++++ Data excerpts
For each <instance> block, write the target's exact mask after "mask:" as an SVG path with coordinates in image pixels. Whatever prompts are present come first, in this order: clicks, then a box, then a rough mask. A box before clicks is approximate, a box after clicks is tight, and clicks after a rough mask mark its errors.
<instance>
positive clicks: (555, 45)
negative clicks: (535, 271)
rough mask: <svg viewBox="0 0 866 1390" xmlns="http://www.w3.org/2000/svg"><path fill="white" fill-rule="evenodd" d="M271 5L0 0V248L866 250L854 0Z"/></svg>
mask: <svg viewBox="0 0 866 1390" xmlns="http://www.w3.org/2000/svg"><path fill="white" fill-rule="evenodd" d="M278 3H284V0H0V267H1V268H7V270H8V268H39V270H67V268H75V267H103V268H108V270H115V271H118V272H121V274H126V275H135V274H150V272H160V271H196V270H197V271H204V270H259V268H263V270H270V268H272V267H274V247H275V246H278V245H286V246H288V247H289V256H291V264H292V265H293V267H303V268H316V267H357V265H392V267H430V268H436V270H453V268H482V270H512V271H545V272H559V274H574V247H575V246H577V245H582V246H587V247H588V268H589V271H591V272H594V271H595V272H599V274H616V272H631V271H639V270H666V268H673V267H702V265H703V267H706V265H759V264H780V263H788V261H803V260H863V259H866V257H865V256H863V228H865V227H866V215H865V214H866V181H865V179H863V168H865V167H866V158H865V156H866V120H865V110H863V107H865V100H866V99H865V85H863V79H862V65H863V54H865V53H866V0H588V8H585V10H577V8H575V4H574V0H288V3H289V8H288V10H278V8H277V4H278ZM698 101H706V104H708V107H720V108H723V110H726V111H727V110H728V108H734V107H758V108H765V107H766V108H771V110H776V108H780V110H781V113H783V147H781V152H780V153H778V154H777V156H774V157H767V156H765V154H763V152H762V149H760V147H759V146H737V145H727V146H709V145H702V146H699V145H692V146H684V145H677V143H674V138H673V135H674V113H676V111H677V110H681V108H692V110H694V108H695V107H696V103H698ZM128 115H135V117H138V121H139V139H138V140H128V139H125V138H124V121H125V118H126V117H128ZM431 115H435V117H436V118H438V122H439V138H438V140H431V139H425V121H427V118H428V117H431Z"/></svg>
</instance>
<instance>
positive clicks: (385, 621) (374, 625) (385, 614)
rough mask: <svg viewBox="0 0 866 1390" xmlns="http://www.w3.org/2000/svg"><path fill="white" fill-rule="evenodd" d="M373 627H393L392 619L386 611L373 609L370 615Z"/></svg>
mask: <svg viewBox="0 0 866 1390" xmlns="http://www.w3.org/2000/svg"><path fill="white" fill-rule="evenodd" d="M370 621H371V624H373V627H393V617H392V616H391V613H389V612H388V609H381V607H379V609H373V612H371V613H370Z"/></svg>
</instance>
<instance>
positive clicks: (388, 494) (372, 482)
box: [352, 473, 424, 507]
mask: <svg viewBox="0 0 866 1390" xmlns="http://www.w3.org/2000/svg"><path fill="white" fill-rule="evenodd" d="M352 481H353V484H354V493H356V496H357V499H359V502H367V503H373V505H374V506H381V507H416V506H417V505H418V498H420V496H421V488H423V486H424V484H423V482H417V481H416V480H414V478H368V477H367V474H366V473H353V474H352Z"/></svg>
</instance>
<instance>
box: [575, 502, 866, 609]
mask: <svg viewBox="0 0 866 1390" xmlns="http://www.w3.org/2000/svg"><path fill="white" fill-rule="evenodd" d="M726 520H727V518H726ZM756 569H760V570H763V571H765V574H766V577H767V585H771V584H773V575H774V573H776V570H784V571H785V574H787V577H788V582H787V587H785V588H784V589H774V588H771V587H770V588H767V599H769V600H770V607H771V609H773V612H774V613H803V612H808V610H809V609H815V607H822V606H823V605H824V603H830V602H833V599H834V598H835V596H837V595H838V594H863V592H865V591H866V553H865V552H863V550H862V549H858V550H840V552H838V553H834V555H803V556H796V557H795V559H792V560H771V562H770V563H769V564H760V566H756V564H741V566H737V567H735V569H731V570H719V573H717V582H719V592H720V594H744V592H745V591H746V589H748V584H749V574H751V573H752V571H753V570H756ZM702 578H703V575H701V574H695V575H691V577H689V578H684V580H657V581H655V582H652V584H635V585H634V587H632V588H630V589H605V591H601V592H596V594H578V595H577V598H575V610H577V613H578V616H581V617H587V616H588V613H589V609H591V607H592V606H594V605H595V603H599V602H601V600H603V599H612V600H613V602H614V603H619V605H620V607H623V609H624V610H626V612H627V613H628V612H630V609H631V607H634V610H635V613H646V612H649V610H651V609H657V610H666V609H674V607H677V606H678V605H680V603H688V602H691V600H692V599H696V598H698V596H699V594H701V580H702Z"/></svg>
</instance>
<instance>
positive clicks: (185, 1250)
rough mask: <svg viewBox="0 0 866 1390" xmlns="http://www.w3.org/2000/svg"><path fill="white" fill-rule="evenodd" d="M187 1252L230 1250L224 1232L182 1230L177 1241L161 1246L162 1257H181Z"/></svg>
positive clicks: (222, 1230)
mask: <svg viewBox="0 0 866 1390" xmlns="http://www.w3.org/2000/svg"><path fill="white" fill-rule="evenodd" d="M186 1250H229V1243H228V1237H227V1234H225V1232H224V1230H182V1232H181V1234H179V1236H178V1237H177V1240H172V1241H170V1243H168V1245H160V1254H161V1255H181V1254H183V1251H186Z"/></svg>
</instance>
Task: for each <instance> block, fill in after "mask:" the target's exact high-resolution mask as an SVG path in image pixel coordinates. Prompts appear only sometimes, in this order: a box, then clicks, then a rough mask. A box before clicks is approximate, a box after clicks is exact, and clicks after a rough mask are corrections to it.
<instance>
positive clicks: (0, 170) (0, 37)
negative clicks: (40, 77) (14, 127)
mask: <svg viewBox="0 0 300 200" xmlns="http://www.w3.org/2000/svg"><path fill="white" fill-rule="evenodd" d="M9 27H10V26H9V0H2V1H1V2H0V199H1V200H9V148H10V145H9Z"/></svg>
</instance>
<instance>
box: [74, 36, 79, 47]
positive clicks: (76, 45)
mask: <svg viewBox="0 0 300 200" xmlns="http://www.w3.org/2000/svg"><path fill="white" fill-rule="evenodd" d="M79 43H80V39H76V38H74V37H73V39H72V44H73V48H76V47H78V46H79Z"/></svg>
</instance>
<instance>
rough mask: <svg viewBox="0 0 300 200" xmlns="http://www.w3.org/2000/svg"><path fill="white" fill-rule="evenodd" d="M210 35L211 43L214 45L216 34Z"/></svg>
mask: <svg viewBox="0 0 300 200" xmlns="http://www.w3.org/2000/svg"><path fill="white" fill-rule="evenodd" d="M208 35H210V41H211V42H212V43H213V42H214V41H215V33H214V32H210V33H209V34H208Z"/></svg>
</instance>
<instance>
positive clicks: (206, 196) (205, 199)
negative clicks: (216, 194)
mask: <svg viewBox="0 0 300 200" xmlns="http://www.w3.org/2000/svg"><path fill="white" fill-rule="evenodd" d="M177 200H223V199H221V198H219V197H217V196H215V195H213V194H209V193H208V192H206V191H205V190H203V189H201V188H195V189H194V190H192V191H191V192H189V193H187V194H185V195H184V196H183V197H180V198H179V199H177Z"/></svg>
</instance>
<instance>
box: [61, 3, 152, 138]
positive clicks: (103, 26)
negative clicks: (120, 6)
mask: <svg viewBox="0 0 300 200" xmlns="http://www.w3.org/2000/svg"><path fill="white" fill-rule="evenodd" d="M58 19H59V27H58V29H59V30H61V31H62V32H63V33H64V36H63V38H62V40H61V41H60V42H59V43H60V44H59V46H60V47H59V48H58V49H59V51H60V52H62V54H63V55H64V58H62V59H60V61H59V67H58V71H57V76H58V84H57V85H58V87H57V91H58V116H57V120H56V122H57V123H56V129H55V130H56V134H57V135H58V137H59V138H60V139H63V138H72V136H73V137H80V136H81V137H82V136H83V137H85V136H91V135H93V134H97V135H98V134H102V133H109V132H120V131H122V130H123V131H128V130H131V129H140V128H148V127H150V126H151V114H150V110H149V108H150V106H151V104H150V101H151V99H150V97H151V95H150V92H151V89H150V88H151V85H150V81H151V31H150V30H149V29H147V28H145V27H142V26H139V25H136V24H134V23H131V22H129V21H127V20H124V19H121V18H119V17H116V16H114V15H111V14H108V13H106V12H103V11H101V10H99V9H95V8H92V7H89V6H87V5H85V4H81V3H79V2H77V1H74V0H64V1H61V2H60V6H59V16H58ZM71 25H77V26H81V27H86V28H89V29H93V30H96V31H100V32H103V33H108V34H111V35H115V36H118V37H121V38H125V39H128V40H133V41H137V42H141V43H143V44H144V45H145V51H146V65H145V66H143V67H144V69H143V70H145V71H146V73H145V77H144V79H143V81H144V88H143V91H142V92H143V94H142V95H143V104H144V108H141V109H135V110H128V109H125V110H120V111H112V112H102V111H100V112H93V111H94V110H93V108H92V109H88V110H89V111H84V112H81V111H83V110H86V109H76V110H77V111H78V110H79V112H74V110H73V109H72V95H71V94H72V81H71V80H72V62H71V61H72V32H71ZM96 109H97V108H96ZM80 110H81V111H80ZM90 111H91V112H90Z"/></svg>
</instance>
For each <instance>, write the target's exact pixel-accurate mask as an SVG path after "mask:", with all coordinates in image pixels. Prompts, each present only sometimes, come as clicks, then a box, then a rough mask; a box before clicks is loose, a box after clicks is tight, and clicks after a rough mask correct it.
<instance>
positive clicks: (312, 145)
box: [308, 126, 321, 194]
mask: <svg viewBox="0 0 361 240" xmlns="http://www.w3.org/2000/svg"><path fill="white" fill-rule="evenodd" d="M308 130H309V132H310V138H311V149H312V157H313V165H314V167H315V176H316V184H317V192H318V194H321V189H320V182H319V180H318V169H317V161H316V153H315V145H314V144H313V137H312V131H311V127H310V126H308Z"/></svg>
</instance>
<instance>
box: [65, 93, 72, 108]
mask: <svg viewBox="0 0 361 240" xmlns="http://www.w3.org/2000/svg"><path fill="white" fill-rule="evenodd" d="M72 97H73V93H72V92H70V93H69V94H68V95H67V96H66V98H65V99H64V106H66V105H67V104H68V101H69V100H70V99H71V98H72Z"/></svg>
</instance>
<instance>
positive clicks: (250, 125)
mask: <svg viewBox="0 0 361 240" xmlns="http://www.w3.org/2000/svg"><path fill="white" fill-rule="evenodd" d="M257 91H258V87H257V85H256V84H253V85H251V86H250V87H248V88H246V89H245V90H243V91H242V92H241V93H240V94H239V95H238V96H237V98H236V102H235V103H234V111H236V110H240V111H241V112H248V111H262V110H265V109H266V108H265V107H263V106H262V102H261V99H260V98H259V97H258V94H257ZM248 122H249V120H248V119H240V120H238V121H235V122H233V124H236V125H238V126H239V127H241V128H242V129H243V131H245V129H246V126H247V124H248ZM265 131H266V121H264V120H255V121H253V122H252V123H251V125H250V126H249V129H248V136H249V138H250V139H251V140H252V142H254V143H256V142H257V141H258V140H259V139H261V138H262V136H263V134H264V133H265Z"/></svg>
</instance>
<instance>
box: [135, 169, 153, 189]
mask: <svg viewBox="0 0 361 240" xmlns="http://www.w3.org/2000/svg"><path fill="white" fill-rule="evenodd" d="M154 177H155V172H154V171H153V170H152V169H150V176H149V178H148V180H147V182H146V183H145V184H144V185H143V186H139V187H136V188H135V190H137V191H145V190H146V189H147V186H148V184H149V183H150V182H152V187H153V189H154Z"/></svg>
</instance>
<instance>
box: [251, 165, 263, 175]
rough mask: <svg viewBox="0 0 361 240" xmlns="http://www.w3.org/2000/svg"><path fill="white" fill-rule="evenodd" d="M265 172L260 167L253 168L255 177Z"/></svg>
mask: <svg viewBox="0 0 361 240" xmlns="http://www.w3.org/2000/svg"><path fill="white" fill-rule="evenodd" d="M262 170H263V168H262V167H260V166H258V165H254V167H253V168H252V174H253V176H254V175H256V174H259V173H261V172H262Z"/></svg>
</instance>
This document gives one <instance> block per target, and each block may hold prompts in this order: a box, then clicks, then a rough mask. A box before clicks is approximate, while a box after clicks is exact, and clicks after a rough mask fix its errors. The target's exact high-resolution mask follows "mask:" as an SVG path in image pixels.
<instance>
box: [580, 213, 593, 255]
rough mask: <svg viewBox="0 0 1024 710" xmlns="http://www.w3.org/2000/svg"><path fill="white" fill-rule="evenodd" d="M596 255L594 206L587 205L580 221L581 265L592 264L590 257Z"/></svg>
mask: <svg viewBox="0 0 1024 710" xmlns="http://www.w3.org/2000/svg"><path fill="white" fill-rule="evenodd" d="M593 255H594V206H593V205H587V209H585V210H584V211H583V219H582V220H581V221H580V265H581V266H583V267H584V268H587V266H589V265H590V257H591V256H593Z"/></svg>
++++++++
In everything from the start of the items down to the line containing "5L0 0V248L866 250L854", swap "negative clicks" for "excluded clicks" and give those lines back with nothing else changed.

> Finished task:
For each <instance> block, write the target's exact mask after "mask:" as an SVG path with coordinates in image pixels. Whatever prompts are present come first, in this order: clicks, then a box, then a rough mask. A box before clicks is approximate, a box after clicks is tight, and clicks after a rough mask mark its errors.
<instance>
positive clicks: (555, 45)
excluded clicks: (535, 271)
rough mask: <svg viewBox="0 0 866 1390" xmlns="http://www.w3.org/2000/svg"><path fill="white" fill-rule="evenodd" d="M271 5L0 0V248L866 250L854 0Z"/></svg>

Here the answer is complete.